Exercise requirements -> Could you turn the lines below into a JSON list of strings, with one string per line and any blank lines left out?

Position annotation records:

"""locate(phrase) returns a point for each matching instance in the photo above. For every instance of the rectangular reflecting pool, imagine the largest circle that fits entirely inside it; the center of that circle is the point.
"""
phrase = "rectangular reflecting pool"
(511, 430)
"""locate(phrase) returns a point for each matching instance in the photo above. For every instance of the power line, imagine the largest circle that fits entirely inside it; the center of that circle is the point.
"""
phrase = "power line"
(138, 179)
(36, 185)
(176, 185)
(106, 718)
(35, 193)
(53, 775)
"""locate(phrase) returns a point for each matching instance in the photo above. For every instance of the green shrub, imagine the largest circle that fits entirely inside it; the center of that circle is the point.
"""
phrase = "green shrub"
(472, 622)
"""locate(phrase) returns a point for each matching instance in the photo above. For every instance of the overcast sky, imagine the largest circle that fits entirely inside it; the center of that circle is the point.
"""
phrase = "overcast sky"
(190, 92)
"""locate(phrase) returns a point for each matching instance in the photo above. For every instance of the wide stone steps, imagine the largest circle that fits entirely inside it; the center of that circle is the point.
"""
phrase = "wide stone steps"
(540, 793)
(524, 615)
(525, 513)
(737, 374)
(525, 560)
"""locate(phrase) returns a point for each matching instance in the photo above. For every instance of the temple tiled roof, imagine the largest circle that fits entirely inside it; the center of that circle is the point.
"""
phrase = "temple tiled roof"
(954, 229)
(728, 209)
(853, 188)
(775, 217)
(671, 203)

Complete output ->
[
  "\"\"\"locate(phrase) returns a point for each matching instance in the photo above. For every instance of the rectangular reflecting pool, imagine the largest circle that fits entirely inside it; the center of that circle is the point.",
  "\"\"\"",
  "phrase = \"rectangular reflecting pool\"",
  "(511, 430)",
  "\"\"\"locate(phrase) returns a point for each matching instance in the photo above. For every instance of the power line, imagine the largest circle that fits entirely inside it; the center of that circle is the point.",
  "\"\"\"",
  "phrase = \"power line\"",
  "(138, 179)",
  "(36, 185)",
  "(176, 185)",
  "(106, 718)",
  "(35, 193)",
  "(53, 775)",
  "\"\"\"locate(phrase) returns a point for each matching instance in the photo above. For every instance of the green shrub, imagine the largest circle that fits entirely inside it; the center of that circle is the point.",
  "\"\"\"",
  "phrase = \"green shrub\"",
  "(472, 622)",
  "\"\"\"locate(phrase) returns a point for each matching instance in the photo above. For every instance of the overcast sky, imagine the largest circle that fits entirely inside it; the center of that circle is the point.",
  "\"\"\"",
  "phrase = \"overcast sky\"",
  "(190, 92)",
  "\"\"\"locate(phrase) returns a point for each matching instance in the photo above. For every instance of the wide stone steps, imagine the largest circle that fits entirely inside it; the center of that circle is the point.",
  "\"\"\"",
  "phrase = \"wide stone steps\"",
  "(540, 793)",
  "(524, 615)",
  "(525, 513)",
  "(737, 374)",
  "(525, 560)",
  "\"\"\"locate(phrase) returns a point for each matching instance in the photo above. For every instance of the temple tiled roof, imagine the largest circle that fits entirely inside it; the center of that circle is the point.",
  "\"\"\"",
  "phrase = \"temple tiled roof\"",
  "(954, 229)",
  "(728, 209)",
  "(853, 188)",
  "(775, 217)",
  "(671, 203)"
]